Items from a data source
——————————
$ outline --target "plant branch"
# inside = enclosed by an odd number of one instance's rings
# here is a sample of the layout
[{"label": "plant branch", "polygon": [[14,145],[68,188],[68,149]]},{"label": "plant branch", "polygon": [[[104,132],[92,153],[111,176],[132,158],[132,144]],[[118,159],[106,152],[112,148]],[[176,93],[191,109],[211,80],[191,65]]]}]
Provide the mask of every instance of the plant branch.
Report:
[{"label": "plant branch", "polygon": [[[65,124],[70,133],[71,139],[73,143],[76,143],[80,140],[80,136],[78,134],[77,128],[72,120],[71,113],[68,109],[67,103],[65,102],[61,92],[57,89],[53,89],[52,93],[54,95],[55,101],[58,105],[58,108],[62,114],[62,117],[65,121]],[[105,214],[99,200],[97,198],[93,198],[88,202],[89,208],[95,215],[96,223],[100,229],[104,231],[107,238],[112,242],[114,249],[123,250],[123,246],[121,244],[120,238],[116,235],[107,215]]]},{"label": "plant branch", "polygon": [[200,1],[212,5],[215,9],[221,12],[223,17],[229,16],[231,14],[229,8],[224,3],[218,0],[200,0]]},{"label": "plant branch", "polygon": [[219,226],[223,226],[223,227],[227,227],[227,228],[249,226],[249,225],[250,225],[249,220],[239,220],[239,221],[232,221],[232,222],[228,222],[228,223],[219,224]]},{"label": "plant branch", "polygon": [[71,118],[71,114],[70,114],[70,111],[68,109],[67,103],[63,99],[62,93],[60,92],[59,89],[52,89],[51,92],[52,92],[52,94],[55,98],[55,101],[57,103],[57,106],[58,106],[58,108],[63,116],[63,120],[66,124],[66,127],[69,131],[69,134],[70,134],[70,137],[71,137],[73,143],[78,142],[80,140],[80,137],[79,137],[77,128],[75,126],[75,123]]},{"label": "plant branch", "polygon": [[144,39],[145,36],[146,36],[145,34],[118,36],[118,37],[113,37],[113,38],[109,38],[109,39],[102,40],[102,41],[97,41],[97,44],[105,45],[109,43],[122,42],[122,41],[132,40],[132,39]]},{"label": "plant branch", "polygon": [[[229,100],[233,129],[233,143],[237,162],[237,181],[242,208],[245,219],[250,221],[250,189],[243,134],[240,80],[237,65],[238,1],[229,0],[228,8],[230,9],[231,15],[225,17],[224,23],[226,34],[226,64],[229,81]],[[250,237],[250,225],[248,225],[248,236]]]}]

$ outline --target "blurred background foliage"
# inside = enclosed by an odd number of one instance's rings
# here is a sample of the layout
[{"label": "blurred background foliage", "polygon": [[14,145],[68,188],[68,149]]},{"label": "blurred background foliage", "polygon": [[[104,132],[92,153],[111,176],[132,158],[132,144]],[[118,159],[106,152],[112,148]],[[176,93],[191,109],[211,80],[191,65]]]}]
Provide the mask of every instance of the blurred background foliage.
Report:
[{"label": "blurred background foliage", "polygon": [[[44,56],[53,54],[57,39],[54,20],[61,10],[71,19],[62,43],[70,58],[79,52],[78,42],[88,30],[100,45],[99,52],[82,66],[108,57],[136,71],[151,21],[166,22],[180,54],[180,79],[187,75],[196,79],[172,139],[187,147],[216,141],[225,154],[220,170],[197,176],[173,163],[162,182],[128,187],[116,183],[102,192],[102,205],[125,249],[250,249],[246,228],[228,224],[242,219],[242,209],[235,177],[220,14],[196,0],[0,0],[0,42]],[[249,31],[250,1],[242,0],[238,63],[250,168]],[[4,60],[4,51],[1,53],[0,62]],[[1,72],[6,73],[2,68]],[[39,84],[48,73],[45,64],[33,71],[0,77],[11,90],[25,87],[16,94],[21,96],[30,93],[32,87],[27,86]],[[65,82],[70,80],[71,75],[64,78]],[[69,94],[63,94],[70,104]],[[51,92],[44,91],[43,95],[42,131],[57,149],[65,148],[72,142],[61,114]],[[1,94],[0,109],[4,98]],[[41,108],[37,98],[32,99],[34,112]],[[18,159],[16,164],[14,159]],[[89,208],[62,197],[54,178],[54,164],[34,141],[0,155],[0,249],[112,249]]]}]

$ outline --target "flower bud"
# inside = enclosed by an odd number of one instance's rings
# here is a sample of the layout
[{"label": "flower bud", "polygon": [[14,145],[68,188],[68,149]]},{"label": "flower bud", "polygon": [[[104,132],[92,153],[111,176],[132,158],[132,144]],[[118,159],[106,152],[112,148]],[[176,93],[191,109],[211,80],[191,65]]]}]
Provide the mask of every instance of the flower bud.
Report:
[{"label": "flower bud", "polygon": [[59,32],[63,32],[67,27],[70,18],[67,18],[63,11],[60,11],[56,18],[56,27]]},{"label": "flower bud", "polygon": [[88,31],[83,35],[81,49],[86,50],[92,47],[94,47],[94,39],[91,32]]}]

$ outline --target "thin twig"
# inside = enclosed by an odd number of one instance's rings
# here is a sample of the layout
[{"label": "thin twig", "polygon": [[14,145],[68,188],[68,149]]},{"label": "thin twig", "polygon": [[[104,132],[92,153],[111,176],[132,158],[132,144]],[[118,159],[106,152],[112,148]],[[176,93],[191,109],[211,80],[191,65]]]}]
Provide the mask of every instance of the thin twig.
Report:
——————————
SET PROBLEM: Repeat the records above exactly, leaving none out.

FINISHED ANSWER:
$ outline --target "plant branch"
# inside = enclosed by an odd number of one instance's rings
# here is a sample of the layout
[{"label": "plant branch", "polygon": [[14,145],[68,188],[68,149]]},{"label": "plant branch", "polygon": [[[104,132],[92,153],[111,176],[132,158],[132,144]],[[118,159],[106,152],[112,148]],[[176,93],[191,109],[211,80],[191,65]]]}]
Provide the mask of every instance of the plant branch.
Report:
[{"label": "plant branch", "polygon": [[[65,124],[70,133],[71,139],[73,143],[76,143],[80,140],[80,136],[78,134],[77,128],[72,120],[71,113],[68,109],[67,103],[65,102],[61,92],[57,89],[53,89],[52,93],[54,95],[55,101],[58,105],[58,108],[62,114],[62,117],[65,121]],[[105,214],[99,200],[97,198],[93,198],[88,202],[89,208],[95,215],[96,223],[100,229],[104,231],[107,238],[112,242],[114,249],[123,250],[123,246],[121,244],[120,238],[116,235],[107,215]]]},{"label": "plant branch", "polygon": [[200,1],[212,5],[215,9],[221,12],[223,17],[229,16],[231,14],[229,8],[224,3],[218,0],[200,0]]},{"label": "plant branch", "polygon": [[219,226],[223,226],[223,227],[227,227],[227,228],[249,226],[249,225],[250,225],[249,220],[239,220],[239,221],[232,221],[232,222],[228,222],[228,223],[219,224]]},{"label": "plant branch", "polygon": [[71,118],[71,114],[70,114],[70,111],[68,109],[67,103],[63,99],[62,93],[60,92],[59,89],[52,89],[51,92],[52,92],[52,94],[55,98],[55,101],[57,103],[57,106],[58,106],[58,108],[63,116],[63,120],[66,124],[66,127],[69,131],[69,134],[70,134],[70,137],[71,137],[73,143],[78,142],[80,140],[80,137],[79,137],[77,128],[75,126],[75,123]]},{"label": "plant branch", "polygon": [[144,39],[145,36],[146,36],[145,34],[118,36],[118,37],[113,37],[113,38],[109,38],[109,39],[102,40],[102,41],[97,41],[97,44],[105,45],[109,43],[122,42],[122,41],[132,40],[132,39]]},{"label": "plant branch", "polygon": [[[229,100],[233,129],[233,143],[237,162],[237,181],[242,208],[245,219],[250,221],[250,189],[243,134],[240,80],[237,65],[238,1],[229,0],[228,8],[230,9],[231,15],[225,17],[224,23],[226,34],[226,64],[229,81]],[[250,237],[250,225],[248,225],[248,236]]]}]

$ outline --target "blurred background foliage"
# inside = enclosed by an odd number of one instance's rings
# here is a sample of the layout
[{"label": "blurred background foliage", "polygon": [[14,145],[68,188],[68,149]]},{"label": "blurred background foliage", "polygon": [[[104,132],[92,153],[111,176],[132,158],[132,144]],[[118,159],[106,152],[112,148]],[[176,93],[191,109],[211,80],[191,65]]]}]
Provide the mask of every instance of the blurred background foliage.
Report:
[{"label": "blurred background foliage", "polygon": [[[44,56],[53,54],[57,39],[54,20],[61,10],[71,19],[62,43],[70,58],[79,52],[78,42],[88,30],[100,45],[99,52],[82,66],[108,57],[136,71],[151,21],[166,22],[180,54],[180,79],[187,75],[196,79],[172,139],[187,147],[216,141],[225,154],[220,170],[197,176],[173,163],[162,182],[128,187],[116,183],[102,192],[102,205],[125,249],[250,249],[246,228],[228,224],[242,219],[242,209],[235,177],[220,14],[196,0],[0,0],[0,42]],[[249,31],[250,1],[242,0],[238,63],[250,168]],[[4,60],[4,51],[1,53],[0,62]],[[1,72],[6,73],[2,68]],[[39,84],[48,73],[45,64],[33,71],[0,77],[11,90],[25,87],[16,94],[21,96],[30,93],[32,87],[27,86]],[[65,82],[70,80],[71,75],[64,78]],[[69,94],[63,94],[70,104]],[[51,92],[44,91],[43,95],[42,131],[57,149],[65,148],[72,142],[61,114]],[[1,94],[0,109],[4,98]],[[41,108],[37,98],[32,99],[34,112]],[[18,159],[16,164],[14,159]],[[89,208],[62,197],[54,178],[54,164],[34,141],[0,155],[0,249],[112,249]]]}]

$ outline --target "flower bud"
# inside = enclosed by an odd number of one instance's rings
# here is a sample of the layout
[{"label": "flower bud", "polygon": [[14,145],[68,188],[68,149]]},{"label": "flower bud", "polygon": [[[104,132],[92,153],[111,176],[132,158],[132,144]],[[118,159],[106,152],[112,148]],[[176,93],[191,109],[211,80],[191,65]]]}]
Provide the mask of every instance of the flower bud.
Report:
[{"label": "flower bud", "polygon": [[59,32],[63,32],[67,27],[70,18],[67,18],[63,11],[60,11],[56,18],[56,27]]},{"label": "flower bud", "polygon": [[88,31],[83,35],[81,49],[86,50],[92,47],[94,47],[94,39],[91,32]]}]

$ outline --target "thin twig"
# inside = enclosed by an odd number of one instance's rings
# here is a sample of the layout
[{"label": "thin twig", "polygon": [[14,145],[68,188],[68,149]]},{"label": "thin twig", "polygon": [[[104,132],[92,153],[111,176],[132,158],[132,144]],[[118,159],[106,152],[112,148]],[[176,93],[191,109],[211,80],[191,65]]]}]
Provide the mask of every instance of the thin twig.
Report:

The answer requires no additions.